--- Start of Provided material ---

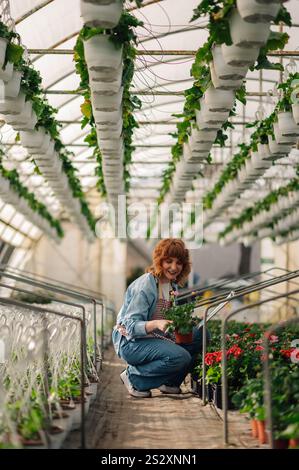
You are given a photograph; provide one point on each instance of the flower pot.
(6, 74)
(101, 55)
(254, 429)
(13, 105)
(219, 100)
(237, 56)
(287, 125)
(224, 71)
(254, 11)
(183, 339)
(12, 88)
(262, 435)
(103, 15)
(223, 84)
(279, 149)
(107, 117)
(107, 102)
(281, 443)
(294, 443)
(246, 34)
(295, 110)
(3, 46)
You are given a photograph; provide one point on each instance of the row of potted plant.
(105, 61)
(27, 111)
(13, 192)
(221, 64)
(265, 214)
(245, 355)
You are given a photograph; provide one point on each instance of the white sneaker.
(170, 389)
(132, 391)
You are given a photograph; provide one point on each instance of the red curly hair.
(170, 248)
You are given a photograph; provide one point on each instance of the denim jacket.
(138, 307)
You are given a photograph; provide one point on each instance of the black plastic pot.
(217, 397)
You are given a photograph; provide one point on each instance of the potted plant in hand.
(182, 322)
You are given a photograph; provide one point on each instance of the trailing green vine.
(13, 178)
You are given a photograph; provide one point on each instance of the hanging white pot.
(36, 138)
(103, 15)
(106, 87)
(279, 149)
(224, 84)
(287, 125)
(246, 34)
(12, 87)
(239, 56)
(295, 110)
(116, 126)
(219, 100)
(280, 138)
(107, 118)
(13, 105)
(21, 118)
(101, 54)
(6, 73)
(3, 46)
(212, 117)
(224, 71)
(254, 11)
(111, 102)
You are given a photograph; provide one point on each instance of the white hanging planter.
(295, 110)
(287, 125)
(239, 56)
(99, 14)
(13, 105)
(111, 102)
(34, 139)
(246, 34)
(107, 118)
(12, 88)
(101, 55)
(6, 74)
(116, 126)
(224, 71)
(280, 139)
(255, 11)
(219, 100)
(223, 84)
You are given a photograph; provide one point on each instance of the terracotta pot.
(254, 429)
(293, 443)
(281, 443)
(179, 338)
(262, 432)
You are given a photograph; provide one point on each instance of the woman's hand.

--- End of Provided material ---

Written problem
Reproduce all of the rows above word for word, and omit the pictures from your answer.

Task answer
You are given a photograph; provide one point on each instance of the flower pot.
(6, 74)
(101, 55)
(254, 429)
(13, 105)
(219, 100)
(237, 56)
(287, 125)
(224, 71)
(254, 11)
(183, 339)
(12, 88)
(262, 435)
(103, 15)
(223, 84)
(279, 149)
(107, 117)
(107, 102)
(281, 443)
(294, 443)
(246, 34)
(295, 110)
(3, 46)
You are given a photograph; provide one point on each instance of the row of potted plant.
(105, 61)
(27, 111)
(13, 192)
(221, 64)
(265, 214)
(245, 355)
You are given a photograph; provide one point on each instance of the white sneaker.
(170, 389)
(132, 391)
You are given a photograph; provide one point on each instance of the red curly hair.
(170, 248)
You are given a photograph; provide one point on each instance of the denim jacket.
(138, 307)
You are given a photograph; provide one point on each instance of the black plastic pot.
(217, 397)
You are given a photograph; provide one point on each instance of the potted plant in hand.
(182, 322)
You are given a photograph; provide one point on each instance of the trailing green vine.
(13, 178)
You are given a photograph; provide one point on each instance of the hanging white pot.
(36, 138)
(103, 15)
(106, 87)
(279, 149)
(224, 84)
(287, 125)
(246, 34)
(12, 87)
(239, 56)
(295, 110)
(116, 126)
(219, 100)
(280, 138)
(107, 118)
(13, 105)
(21, 118)
(101, 54)
(6, 73)
(3, 46)
(212, 117)
(224, 71)
(254, 11)
(111, 102)
You are given a photograph; provide one point on each instance of the white hanging planter.
(295, 110)
(287, 125)
(239, 56)
(99, 14)
(13, 105)
(111, 102)
(34, 139)
(246, 34)
(107, 118)
(12, 88)
(101, 55)
(6, 74)
(116, 126)
(224, 71)
(280, 139)
(255, 11)
(219, 100)
(223, 84)
You are given a photograph; provide one point on each instance of the terracotta pot.
(254, 429)
(293, 443)
(281, 443)
(179, 338)
(262, 432)
You are given a photograph; provide one point on each instance of the woman's hand.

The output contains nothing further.